# Task to complete
Your answer must be every line of the data that contains "large".

# Task input
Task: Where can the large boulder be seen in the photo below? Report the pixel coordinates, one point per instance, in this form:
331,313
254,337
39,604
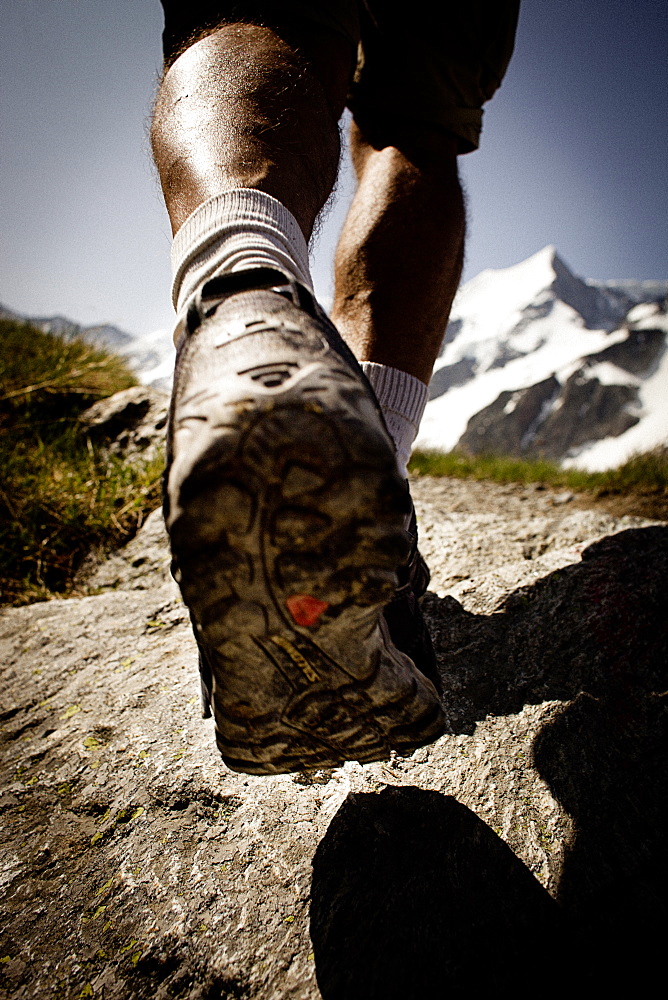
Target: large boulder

# Exercise output
Task: Where can the large boulder be seen in the photo below? Report the pixel coordinates, one point per instance, in this form:
Target: large boulder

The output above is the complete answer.